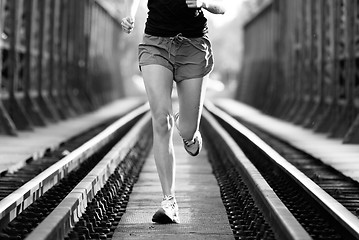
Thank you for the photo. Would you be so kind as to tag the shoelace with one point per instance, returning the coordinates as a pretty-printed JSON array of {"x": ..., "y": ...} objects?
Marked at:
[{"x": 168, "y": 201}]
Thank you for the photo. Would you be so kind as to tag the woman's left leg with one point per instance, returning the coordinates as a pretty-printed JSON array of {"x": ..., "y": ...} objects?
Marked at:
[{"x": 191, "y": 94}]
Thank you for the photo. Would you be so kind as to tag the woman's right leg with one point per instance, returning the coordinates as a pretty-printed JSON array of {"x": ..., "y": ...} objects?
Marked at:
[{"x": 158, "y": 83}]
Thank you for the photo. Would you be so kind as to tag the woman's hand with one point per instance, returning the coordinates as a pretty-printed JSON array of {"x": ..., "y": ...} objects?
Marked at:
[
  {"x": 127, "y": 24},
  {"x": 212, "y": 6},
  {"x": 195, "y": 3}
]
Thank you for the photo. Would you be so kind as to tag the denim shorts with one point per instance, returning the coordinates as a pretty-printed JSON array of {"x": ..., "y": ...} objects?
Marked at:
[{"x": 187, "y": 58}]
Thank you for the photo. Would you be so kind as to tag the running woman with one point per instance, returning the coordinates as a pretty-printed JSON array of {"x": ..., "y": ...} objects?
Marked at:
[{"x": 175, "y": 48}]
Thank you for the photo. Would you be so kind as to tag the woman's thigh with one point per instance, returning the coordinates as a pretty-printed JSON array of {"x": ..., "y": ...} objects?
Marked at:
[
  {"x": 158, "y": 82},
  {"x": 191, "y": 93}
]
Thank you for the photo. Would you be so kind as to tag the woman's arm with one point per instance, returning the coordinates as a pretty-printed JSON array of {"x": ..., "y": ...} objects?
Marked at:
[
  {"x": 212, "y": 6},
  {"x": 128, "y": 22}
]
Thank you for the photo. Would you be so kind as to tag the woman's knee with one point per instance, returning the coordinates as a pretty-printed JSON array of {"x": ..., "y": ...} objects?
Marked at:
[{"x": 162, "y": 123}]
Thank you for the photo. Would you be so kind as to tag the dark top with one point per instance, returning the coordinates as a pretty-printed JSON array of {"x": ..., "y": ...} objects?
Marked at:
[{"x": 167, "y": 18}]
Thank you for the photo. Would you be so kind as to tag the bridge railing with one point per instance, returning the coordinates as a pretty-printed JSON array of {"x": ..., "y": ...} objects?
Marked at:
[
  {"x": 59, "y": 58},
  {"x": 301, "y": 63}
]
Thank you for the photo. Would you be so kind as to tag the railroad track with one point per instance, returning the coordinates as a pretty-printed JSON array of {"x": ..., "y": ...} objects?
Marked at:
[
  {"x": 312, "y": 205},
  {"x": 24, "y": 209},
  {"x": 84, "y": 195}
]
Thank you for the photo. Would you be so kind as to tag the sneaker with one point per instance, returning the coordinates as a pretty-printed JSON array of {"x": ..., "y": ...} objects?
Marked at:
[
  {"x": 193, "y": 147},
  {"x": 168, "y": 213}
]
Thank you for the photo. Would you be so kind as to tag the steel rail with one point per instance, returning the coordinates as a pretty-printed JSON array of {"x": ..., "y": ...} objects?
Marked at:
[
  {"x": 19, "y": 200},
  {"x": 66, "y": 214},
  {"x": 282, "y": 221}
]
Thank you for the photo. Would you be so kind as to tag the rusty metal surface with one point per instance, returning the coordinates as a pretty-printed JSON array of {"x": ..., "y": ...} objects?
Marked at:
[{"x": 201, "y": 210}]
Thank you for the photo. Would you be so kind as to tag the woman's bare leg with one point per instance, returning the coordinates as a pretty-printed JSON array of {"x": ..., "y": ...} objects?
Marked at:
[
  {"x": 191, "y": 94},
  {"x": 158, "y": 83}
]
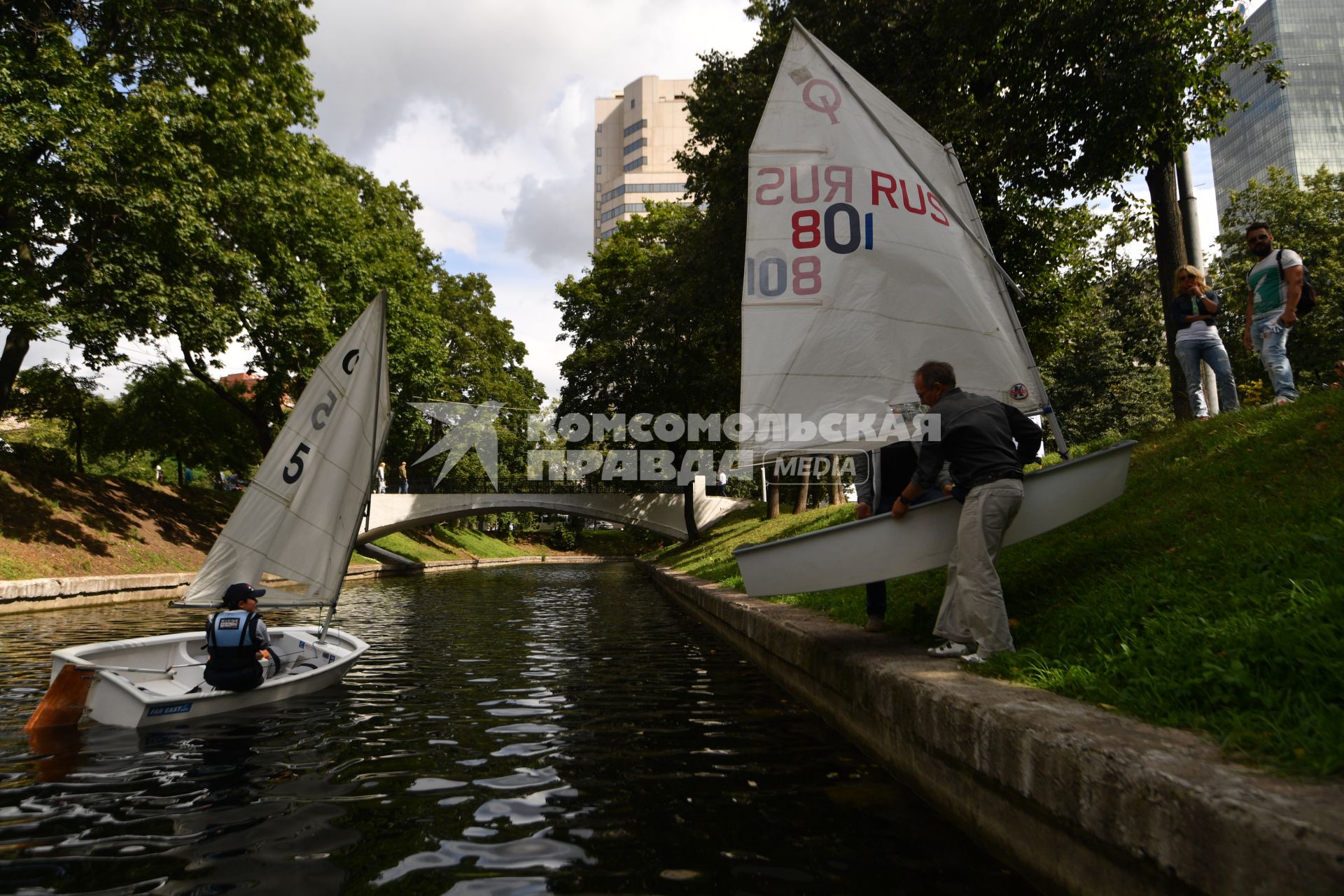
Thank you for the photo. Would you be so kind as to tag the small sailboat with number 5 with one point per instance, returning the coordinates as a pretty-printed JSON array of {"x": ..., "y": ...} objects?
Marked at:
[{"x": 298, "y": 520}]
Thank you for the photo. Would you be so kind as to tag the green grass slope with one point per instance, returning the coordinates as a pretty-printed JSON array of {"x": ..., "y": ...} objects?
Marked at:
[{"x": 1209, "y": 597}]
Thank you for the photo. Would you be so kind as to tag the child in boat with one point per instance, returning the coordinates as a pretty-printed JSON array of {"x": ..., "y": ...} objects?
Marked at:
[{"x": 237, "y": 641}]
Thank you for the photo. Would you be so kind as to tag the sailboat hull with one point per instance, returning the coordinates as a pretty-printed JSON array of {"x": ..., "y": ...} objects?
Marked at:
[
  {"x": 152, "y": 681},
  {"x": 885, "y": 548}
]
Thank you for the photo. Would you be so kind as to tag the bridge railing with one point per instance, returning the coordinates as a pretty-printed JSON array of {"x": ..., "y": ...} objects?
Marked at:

◆ ◆ ◆

## TASK DETAILS:
Repeat the material above in full and exactly, apart from the pictures.

## FINAL RESULT:
Thank you for the photo. Would you be so kind as to tag the shoelace with one point per instance, returning the coordinates as a pretty-printed JSON array of {"x": ..., "y": ...} objects?
Marked at:
[{"x": 168, "y": 201}]
Thank you for the photo. Would you be so kind as to tag the woman's left leg with one point per instance, returning the coordinates as a pretty-printed JSON array of {"x": ..., "y": ...} objects?
Marked at:
[{"x": 191, "y": 94}]
Thank you for the photo. Would you be so kind as to tag the woman's right leg with one point per instance, returning the coordinates as a pretty-printed JSON array of {"x": ..., "y": ...} objects?
Marked at:
[{"x": 158, "y": 83}]
Thank you for the photo. Would you be so kind as to tag the woman's hand with one point per instance, returning the coordinates as a pretty-printed JSON array of {"x": ..., "y": ...} objects?
Marked at:
[
  {"x": 127, "y": 24},
  {"x": 212, "y": 6},
  {"x": 195, "y": 3}
]
Thank you for the photo. Would you be so kind as to tag the denim shorts with one point per instance, returning the coordinates as a pretty-printed JSON array of {"x": ..., "y": ...} objects?
Marked at:
[{"x": 187, "y": 58}]
Thank you for the photo. Would you be so kind as to tag the running woman with one point per instance, returning the coordinates as a pretty-printed JSON array of {"x": ..., "y": ...} objects?
Marked at:
[{"x": 175, "y": 48}]
Thank you for the photo. Would you be so kind as to tag the woman's thigh with one point per instance, returning the coordinates as a pretty-printed JSON array of {"x": ..., "y": ...} objects?
Marked at:
[
  {"x": 158, "y": 82},
  {"x": 191, "y": 93}
]
Thank you for the photo. Would you be so kind as to tag the woman's arm with one point per instance, returning the coordinates as a pretty-printed JSON array of {"x": ..., "y": ...} objects?
Marked at:
[
  {"x": 212, "y": 6},
  {"x": 128, "y": 22}
]
Thank you for the photo. Would you be so kind as to tag the woman's knee with one point per instance, returning the coordinates as a pretty-printed JSON array of {"x": ..., "y": ...} objects?
Marked at:
[{"x": 162, "y": 123}]
Thank you for the photo. Would you be so kind as to tag the dark top with one point per instance, returning the coordinates as a pretty-printed JSON array of {"x": ..., "y": ...} objects?
Marked at:
[{"x": 167, "y": 18}]
Thank you for the photo. Would you be so kind as to tag the bridge railing with one point per instance, returning the coordinates as a pretty-printed JSON array of {"x": ..., "y": ...} objects?
Marked at:
[
  {"x": 59, "y": 58},
  {"x": 301, "y": 63}
]
Thank you for the photo. Would you be so kind as to tag the railroad track with one point per instance, returning the coordinates as a pretty-printed JSON array of {"x": ..., "y": ...} objects?
Marked at:
[
  {"x": 312, "y": 205},
  {"x": 24, "y": 209},
  {"x": 84, "y": 195}
]
Thank you for the photo. Would you be so kind as to tag the sneaker with one point per instance, returning the coordinates as a pretty-printed JSON array of {"x": ..., "y": ...} objects?
Marked at:
[
  {"x": 193, "y": 147},
  {"x": 168, "y": 213}
]
Thank you for the photo. Would you be so kind as to tag the steel rail with one point per instance, returning the coordinates as a pretty-printed JSON array of {"x": ..., "y": ...} objects?
Marked at:
[
  {"x": 19, "y": 200},
  {"x": 66, "y": 214},
  {"x": 282, "y": 221}
]
Thank you for the photo. Would you be so kind as to tag the rusty metal surface with one point per instance, returning the coordinates as a pretty-printed JSON array of {"x": ..., "y": ...} objects?
Marked at:
[{"x": 201, "y": 210}]
Thank you for the photo. Would you be so kind as to tag the woman's bare leg with one point per instance, returning the coordinates as a pretty-printed JSON array of {"x": ..., "y": ...} objects?
Marked at:
[
  {"x": 191, "y": 94},
  {"x": 158, "y": 83}
]
Thank you for the photo. Would you be so kind as to tag the small sailboat with number 5 with one point per instance, returning the coordinates as a pretty-printed JSON array of {"x": ..., "y": ...} objects?
Marked at:
[{"x": 298, "y": 520}]
Thank you for the photo. Would you be so kind as to tag the green grass slope with one point per instance, returning the coordinates as a pretty-printed JSON array of {"x": ..., "y": ...} objects?
Marked at:
[{"x": 1209, "y": 597}]
Thank you for the photo. Would you be so kind as to tag the child in boat with one point per instance, returning the coordinates as a pretty-printed JSON array of {"x": ..., "y": ...} objects?
Marked at:
[{"x": 237, "y": 641}]
Thank you for the photo. Would you be so kind as to tag the sailboat hull with one point per instance, returning the coordinates as a pretty-printed JSON array of {"x": ..., "y": ...} objects?
Marked at:
[
  {"x": 152, "y": 681},
  {"x": 885, "y": 548}
]
Thank you for the photo. Would you be so kind as to tag the bridge railing with one point per instance, returning the coordinates as a pretty-printed JSON array of {"x": ..., "y": ...} objects?
Marked at:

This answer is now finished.